◆ Data to process
========
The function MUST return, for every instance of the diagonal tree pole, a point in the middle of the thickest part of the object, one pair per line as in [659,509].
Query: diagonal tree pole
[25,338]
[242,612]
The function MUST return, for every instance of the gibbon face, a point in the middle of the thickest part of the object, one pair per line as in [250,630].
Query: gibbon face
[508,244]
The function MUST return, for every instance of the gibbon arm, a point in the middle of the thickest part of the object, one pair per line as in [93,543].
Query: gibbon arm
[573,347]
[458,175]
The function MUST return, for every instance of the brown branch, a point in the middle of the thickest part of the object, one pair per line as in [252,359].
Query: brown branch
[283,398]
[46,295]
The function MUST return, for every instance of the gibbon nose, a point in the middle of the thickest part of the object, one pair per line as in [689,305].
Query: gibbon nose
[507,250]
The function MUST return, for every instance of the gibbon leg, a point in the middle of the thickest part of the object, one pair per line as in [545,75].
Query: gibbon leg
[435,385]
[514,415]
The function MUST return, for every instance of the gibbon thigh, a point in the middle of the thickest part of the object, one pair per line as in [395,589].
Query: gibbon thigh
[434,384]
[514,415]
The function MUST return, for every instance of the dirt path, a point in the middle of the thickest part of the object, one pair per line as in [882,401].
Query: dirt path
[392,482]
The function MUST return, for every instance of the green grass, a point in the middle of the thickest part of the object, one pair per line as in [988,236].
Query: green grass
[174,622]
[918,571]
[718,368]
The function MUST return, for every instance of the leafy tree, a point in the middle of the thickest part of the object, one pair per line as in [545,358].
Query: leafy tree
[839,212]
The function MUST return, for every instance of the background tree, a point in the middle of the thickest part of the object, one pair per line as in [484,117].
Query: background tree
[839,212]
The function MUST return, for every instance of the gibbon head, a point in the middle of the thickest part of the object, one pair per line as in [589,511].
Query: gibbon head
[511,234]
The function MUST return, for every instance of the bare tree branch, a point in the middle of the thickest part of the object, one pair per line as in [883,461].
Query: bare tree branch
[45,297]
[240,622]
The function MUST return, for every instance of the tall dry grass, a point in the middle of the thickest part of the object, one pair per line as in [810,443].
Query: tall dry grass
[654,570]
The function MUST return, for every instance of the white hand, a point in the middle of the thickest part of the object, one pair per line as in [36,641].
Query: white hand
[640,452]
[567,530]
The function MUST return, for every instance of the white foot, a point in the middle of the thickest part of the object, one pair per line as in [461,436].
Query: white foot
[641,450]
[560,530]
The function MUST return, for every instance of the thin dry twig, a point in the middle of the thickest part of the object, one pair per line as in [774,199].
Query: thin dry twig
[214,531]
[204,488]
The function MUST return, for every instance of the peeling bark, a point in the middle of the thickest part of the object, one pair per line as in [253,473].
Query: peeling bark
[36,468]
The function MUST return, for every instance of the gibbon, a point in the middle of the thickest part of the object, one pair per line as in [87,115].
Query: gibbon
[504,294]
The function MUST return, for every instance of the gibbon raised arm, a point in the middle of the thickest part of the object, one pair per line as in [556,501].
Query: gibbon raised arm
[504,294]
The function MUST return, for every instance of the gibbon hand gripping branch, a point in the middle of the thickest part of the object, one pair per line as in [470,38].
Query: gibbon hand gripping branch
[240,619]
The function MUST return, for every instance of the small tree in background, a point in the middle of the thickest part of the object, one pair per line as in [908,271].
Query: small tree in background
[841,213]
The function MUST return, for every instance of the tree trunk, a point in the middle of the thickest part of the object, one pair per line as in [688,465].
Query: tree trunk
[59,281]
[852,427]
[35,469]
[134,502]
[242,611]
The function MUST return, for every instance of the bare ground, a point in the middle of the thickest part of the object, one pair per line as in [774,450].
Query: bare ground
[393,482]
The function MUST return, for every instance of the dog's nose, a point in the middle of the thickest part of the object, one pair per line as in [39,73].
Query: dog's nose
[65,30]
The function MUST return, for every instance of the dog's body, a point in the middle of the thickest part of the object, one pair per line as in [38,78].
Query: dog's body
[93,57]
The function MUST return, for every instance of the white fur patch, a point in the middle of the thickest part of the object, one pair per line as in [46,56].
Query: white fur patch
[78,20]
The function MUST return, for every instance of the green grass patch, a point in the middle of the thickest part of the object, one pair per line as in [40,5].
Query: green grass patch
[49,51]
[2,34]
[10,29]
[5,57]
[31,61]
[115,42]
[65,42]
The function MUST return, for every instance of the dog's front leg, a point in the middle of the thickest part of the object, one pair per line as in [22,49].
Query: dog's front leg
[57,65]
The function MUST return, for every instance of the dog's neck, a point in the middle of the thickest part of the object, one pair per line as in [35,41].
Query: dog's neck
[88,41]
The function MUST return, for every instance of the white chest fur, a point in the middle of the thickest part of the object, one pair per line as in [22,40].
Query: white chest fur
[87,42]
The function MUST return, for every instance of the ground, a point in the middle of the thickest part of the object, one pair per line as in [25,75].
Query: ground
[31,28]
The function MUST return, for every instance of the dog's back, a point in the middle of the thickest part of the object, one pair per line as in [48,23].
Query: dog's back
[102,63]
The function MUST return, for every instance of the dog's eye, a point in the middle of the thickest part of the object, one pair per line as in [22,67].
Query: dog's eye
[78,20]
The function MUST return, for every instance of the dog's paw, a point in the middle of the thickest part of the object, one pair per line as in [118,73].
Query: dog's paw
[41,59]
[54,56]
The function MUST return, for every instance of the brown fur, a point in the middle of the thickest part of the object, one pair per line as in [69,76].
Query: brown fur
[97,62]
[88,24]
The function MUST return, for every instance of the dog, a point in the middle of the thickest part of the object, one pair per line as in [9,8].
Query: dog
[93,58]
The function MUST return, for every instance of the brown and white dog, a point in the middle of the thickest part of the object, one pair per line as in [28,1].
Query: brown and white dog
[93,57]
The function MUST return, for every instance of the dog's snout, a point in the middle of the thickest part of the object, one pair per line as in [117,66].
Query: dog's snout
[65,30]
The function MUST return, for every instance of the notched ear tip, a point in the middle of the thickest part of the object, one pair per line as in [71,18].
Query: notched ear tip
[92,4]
========
◆ Task objective
Using the data above, print every record exactly as shown.

◆ Answer to the exercise
The function MUST return, for every instance of the diagonal tree pole, a point in the middle of the thickest part of the object, one pair per line as in [659,509].
Query: diagonal tree pole
[25,338]
[242,612]
The function MUST return, for every instance of the gibbon face, a point in the middle of the thickest part of the object, one pair per line as in [250,630].
Query: gibbon face
[508,244]
The function MUST return, for every instance of the gibbon arm, a point in the middle of the thickest part of the object, one pair per line as in [93,543].
Query: gibbon arm
[573,347]
[458,175]
The function MUST return, for every instance of the brown branch, a point in the middle of the thickest part of the object, one pair per line as in [252,359].
Query: brown branch
[283,398]
[46,295]
The function MUST return, for every instance of the gibbon nose, a point in the middle of the thickest part of the object, one pair per line as in [689,305].
Query: gibbon nose
[507,250]
The function MUST return, for every instance of the gibbon leg, a point in the middle of the thickest part of the object, one pair per line as in [545,75].
Query: gibbon leg
[435,385]
[514,415]
The function MUST return, for every instance of the gibbon thigh, a point in the middle of the thickest part of the object, one pair per line as in [395,589].
Query: gibbon thigh
[434,384]
[514,415]
The function MUST return, for every instance of the dirt path, a point in the middle of the thickest part of the object, one pair per line as in [882,401].
Query: dirt path
[392,482]
The function MUST return, for every instance of the green grass, a point in the middle of the thickest part of the object, one pair per line as in [988,236].
Query: green grass
[174,622]
[918,571]
[718,368]
The function MUST return, for every instance of the leafy tree, a point in the middle of the thickest part of the object, one pair per line as in [545,358].
Query: leafy tree
[839,212]
The function MUST return, for every instance of the background tree, a point in the middle of the thickest part of the object, one pair per line as in [484,117].
Query: background tree
[839,212]
The function MUST return, for every instance of the gibbon head, a point in the middle of the thickest part of the object, one pair per line as in [589,511].
Query: gibbon head
[511,234]
The function MUST return, for every instance of the bare tree branch, a point in the middle of the thickest part of the object, one pair per line as in [883,461].
Query: bare tree branch
[45,297]
[240,622]
The function MUST return, for every instance of the tall dry grass, a point in the middle of the thickest part of the object, one pair per line as in [810,443].
Query: tall dry grass
[654,570]
The function MUST return, for every instance of the white hand, a point in the middle of the thickest part of the object, one pair per line as in [36,641].
Query: white hand
[640,452]
[567,530]
The function MUST return, for every instance of the white foot, a point in the middle of the thickest part of the object, one pair per line as in [461,436].
Query: white foot
[641,450]
[560,530]
The function MUST return, for every instance of the thin dry twig, a point in the middle of the thickest part of the object, one pair per line as in [774,199].
Query: thin dry twig
[214,531]
[204,488]
The function MUST return, for every instance of the peeling bark, a point in the middle of the thickest part of the object, one pair per line as in [253,473].
Query: peeling bark
[36,468]
The function MUST return, for every instance of the gibbon, a point in the middle of the thickest part of the object, one pair per line as in [87,115].
Query: gibbon
[504,294]
The function MUST return, for every instance of the gibbon raised arm, a point in the middle of the thickest part of the object, one pair per line as in [556,501].
Query: gibbon raised arm
[504,294]
The function MUST return, for every instance of the gibbon hand gripping branch, a point in the middle of the thickest part of the object, one pair per line as in [470,38].
Query: gibbon hand gripping branch
[240,619]
The function MUST return, for every instance of the small tree in background, a point in the middle of the thickest part of the object, one pair per line as in [908,271].
Query: small tree in background
[841,213]
The function MUST return, for every instance of the tree trunk, a point in the middle of the thickest part of the object, one pair per line as in [688,465].
Query: tree trunk
[59,281]
[852,427]
[35,469]
[134,502]
[242,611]
The function MUST return, for every instance of the bare ground, a point in the middle of the thickest part of the object, one pair per line as in [774,450].
Query: bare ground
[393,482]
The function MUST return, for every instance of the dog's nose, a point in the middle of the thickest part of the object, one pair per line as in [39,73].
Query: dog's nose
[65,30]
The function MUST return, for every instance of the dog's body, a point in the middle of the thickest part of the object, one pair per line as in [38,78].
Query: dog's body
[93,57]
The function MUST return, for every instance of the white fur patch, a point in the middle of the thickest part of the object, one pair per line as in [46,56].
Query: white fur patch
[78,20]
The function MUST return, for every instance of the green grass patch, a point in the middle of the thickest part of the object, one pair per line as in [40,5].
Query: green grass patch
[49,51]
[2,34]
[10,29]
[5,57]
[31,61]
[115,42]
[65,42]
The function MUST return, for every instance of the dog's front leg, a point in the middle of the thickest part of the object, one pair per line as in [22,49].
Query: dog's front leg
[57,65]
The function MUST return, for every instance of the dog's neck, a point in the middle of the thickest part of the object, one pair per line as in [35,41].
Query: dog's neck
[88,41]
The function MUST return, for every instance of the white chest fur, a point in the middle of the thickest part of the object, one pair per line as in [22,40].
Query: white chest fur
[87,42]
The function MUST return, for every instance of the ground, a point in the middle of the thickest part of the object, one pair per line as in [25,75].
Query: ground
[31,28]
The function MUST return, for every instance of the dog's back, a point in the middle of the thickest part of the object, one pair per line as in [48,23].
Query: dog's back
[102,63]
The function MUST return, for every instance of the dog's eye, a point in the middle of the thickest part of the object, one pair per line as in [22,67].
Query: dog's eye
[78,20]
The function MUST return, for every instance of the dog's paw, a point in the middle of the thickest part of the object, one pair per line as in [118,73].
Query: dog's paw
[41,59]
[54,56]
The function MUST return, for every instance of the brown fur, a point in the middle of the thickest part of the object, one pair per line as in [69,76].
Query: brown fur
[97,62]
[88,24]
The function MUST return, for every instance of the dog, a point in the middle of the thickest part of the object, one pair per line as in [9,8].
Query: dog
[93,58]
The function MUST return, for every instance of the brown and white dog, a point in the middle of the thickest part of the object, one pair per line as in [28,1].
Query: brown and white dog
[93,57]
The function MUST return, for every instance of the dog's snout, a point in the middle of the thickest part of the object, one pair per line as in [117,66].
Query: dog's snout
[65,30]
The function MUST return, for every instance of the notched ear tip, a point in the middle of the thickest part of the object, one pair per line as in [71,18].
Query: notched ear tip
[92,4]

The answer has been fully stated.